Evolving pg_cron together: Postgres 13, audit log, background workers, & job names

This post has been republished via RSS; it originally appeared at: New blog articles in Microsoft Tech Community.

One of the unique things about Postgres is that it is highly programmable via PL/pgSQL and extensions. Postgres is so programmable that I often think of Postgres as a computing platform rather than just a database (or a distributed computing platform—with Citus). As a computing platform, I always felt that Postgres should be able to take actions in an automated way. That is why I created the open source pg_cron extension back in 2016 to run periodic jobs in Postgres—and why I continue to maintain pg_cron now that I work on the Postgres team at Microsoft.

#### Tasks to complete:
a - In the pg_cron post, substitute "application platform" for "computing platform" throughout the passage from "This post has" up to and including "team at Microsoft.".
b - According to the pg_cron post, in what year was the pg_cron extension created?
c - Extend the pg_cron post with a few sentences that pick up after its final sentence.

(Source data)
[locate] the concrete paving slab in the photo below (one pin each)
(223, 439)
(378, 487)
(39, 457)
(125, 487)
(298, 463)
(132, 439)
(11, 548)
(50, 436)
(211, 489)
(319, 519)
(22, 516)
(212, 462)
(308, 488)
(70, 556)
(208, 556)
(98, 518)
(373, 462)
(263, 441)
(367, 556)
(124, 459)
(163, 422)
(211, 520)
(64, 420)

#### Answers for this exercise:
a -
This post has been republished via RSS; it originally appeared at: New blog articles in Microsoft Tech Community.

One of the unique things about Postgres is that it is highly programmable via PL/pgSQL and extensions. Postgres is so programmable that I often think of Postgres as a application platform rather than just a database (or a distributed application platform—with Citus). As a application platform, I always felt that Postgres should be able to take actions in an automated way. That is why I created the open source pg_cron extension back in 2016 to run periodic jobs in Postgres—and why I continue to maintain pg_cron now that I work on the Postgres team at Microsoft.

b - In 2016.

c -
Using pg_cron, you can schedule Postgres queries to run periodically, according to the familiar cron syntax. Some typical examples:

 

-- vacuum my table every night at 3am (GMT) SELECT cron.schedule('0 3 * * *', 'VACUUM my_table'); -- call a procedure every minute SELECT cron.schedule('process-new-events', '* * * * *', 'CALL process_new_events()'); -- upgrade an extension when PostgreSQL restarts SELECT cron.schedule('upgrade-pgcron', '@reboot', 'ALTER EXTENSION pg_cron UPDATE'); -- Delete old data on Saturday at 1:30am (GMT) SELECT cron.schedule('delete-old-events','30 1 * * 6', $$DELETE FROM events WHERE event_time < now() - interval '1 week'$$);

 

 

Since its initial release, pg_cron has become a standard tool in the arsenal for many of you who use PostgreSQL. You can find the pg_cron extension on GitHub—it’s open source, and it’s easy to install and set up. And pg_cron is also included in managed Postgres database services such as the Hyperscale (Citus) and Flexible Server options in Azure Database for PostgreSQL.

 

The popularity of pg_cron has also created demand for more advanced features, such as an audit log, the ability to update cron job schedules, and for other ways to run pg_cron in cloud database services.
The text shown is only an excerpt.